▶ [Stated goal]: Pick out each line of the records below that contains the string "woman", and copy those lines in full. Case counts.

** start of Exercise inputs **

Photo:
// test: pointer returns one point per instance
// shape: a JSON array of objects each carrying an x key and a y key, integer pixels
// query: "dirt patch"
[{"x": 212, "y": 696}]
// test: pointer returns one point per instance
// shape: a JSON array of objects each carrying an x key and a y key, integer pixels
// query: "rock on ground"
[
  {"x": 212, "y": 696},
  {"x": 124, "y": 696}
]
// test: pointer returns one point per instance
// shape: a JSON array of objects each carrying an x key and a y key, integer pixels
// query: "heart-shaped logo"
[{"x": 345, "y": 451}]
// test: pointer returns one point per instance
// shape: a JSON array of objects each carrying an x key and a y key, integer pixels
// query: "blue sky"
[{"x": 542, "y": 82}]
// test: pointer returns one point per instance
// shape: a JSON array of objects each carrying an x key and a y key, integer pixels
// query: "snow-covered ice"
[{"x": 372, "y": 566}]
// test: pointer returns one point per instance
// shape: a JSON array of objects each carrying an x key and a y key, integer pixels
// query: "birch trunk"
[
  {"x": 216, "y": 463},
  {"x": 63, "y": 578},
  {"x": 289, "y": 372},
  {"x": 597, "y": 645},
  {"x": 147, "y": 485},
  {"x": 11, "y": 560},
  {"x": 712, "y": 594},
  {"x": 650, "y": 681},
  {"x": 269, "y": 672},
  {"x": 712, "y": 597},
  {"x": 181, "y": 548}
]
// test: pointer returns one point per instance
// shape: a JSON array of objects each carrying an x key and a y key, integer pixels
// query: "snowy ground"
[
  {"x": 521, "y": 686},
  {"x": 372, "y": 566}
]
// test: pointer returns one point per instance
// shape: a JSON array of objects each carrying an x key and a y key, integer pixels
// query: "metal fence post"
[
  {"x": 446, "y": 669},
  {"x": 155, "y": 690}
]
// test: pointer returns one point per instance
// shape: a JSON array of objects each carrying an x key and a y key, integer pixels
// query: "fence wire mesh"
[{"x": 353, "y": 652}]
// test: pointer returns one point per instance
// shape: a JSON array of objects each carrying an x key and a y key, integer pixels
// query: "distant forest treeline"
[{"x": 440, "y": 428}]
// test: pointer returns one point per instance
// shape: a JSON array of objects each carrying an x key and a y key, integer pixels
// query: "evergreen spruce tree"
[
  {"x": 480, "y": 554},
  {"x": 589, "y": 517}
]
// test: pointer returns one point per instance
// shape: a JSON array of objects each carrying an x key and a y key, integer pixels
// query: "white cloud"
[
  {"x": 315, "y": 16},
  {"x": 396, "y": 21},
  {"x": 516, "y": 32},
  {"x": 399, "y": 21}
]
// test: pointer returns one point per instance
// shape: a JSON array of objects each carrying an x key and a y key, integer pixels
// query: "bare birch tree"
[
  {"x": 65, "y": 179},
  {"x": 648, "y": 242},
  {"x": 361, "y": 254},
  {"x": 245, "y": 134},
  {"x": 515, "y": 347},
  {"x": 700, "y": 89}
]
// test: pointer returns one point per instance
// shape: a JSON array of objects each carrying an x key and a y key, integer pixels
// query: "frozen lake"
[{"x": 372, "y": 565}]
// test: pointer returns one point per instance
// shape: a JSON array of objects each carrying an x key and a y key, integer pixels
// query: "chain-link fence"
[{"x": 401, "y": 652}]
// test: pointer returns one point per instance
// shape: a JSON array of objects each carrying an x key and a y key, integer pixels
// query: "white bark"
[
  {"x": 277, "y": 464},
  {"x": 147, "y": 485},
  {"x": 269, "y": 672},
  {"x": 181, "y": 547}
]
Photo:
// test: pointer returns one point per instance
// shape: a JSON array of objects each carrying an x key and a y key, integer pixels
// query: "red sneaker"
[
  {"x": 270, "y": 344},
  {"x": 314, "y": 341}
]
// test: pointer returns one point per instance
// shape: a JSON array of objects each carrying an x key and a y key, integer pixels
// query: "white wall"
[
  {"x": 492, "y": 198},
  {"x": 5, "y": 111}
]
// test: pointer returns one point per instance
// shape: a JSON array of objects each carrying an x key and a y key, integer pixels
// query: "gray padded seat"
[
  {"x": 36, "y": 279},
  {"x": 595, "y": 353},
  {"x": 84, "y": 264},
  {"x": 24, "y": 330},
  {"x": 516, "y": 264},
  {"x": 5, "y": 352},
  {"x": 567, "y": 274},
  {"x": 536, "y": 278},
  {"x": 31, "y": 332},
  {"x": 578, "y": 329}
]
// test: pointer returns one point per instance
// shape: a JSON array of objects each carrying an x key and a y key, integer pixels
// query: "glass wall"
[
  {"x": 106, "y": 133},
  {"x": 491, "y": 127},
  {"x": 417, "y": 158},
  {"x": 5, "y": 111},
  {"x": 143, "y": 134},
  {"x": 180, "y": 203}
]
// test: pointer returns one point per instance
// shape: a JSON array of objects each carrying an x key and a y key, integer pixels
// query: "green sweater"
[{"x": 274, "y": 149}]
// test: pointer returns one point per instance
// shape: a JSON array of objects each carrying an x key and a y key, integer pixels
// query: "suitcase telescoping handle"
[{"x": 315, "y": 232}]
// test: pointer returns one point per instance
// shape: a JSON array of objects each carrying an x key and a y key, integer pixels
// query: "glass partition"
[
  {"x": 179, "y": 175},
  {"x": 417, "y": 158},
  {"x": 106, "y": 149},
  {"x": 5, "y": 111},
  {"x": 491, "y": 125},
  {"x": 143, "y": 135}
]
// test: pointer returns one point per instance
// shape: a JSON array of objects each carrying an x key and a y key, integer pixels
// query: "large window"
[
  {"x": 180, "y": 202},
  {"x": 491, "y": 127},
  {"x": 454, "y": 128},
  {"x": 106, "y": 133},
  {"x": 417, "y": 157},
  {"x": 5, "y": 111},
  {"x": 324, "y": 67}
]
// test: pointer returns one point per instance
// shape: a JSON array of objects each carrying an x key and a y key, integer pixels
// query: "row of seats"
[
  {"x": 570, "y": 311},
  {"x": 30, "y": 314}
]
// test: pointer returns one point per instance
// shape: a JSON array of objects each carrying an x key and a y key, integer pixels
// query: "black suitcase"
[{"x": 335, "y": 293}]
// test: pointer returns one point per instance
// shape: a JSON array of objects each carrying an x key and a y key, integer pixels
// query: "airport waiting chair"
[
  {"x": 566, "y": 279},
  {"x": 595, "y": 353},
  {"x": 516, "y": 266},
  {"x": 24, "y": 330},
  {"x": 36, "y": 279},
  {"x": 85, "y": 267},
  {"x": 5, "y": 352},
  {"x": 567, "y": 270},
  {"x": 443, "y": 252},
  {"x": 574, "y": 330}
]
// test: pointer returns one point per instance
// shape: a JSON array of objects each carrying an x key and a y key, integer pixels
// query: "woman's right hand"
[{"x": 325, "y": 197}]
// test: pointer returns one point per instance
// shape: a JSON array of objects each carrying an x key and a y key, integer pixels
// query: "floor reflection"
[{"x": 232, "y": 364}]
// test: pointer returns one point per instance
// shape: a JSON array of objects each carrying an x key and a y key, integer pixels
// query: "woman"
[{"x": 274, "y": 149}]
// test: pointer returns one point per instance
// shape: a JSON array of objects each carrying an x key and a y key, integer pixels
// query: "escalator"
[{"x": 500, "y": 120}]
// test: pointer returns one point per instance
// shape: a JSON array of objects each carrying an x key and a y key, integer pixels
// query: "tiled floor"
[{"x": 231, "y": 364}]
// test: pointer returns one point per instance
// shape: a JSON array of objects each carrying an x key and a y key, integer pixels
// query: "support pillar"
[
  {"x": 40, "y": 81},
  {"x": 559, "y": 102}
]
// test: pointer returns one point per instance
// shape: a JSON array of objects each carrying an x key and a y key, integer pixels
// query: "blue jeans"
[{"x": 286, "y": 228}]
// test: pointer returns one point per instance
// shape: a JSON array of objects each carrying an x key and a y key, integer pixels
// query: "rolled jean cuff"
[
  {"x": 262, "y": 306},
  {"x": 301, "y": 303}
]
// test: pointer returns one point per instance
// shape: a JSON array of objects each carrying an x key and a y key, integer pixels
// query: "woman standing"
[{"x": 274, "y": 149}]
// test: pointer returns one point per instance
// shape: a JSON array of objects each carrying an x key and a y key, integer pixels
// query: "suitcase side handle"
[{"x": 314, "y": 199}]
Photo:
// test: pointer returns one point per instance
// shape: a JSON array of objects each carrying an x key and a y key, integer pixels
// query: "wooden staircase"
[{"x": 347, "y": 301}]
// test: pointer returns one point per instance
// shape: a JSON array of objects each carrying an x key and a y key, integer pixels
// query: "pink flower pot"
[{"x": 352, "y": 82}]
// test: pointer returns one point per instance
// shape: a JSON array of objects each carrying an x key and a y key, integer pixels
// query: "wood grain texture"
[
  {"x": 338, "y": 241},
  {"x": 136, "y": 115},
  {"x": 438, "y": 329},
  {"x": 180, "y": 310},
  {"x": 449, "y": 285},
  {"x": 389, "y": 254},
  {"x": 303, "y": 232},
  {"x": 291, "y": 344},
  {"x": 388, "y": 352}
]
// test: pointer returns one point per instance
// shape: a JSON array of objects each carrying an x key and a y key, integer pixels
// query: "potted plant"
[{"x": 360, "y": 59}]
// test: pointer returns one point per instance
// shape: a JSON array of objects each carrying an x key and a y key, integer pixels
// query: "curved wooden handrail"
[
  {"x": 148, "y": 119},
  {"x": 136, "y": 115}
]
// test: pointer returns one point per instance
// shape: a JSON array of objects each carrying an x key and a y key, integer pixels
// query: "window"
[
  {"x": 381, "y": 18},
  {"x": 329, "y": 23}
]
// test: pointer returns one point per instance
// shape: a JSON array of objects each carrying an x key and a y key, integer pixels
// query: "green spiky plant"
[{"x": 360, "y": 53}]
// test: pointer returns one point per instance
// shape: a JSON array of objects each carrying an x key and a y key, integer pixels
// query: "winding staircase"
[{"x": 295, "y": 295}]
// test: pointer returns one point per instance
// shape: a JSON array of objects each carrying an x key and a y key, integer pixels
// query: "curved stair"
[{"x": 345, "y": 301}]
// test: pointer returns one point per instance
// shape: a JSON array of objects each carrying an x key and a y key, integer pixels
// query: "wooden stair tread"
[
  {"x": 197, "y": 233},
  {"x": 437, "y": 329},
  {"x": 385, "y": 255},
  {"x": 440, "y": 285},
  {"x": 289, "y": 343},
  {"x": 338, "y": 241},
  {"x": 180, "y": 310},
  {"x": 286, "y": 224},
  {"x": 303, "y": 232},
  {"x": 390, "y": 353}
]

** end of Exercise inputs **

▶ [Written answer]:
// query: "woman's right hand"
// query: "woman"
// query: "woman standing"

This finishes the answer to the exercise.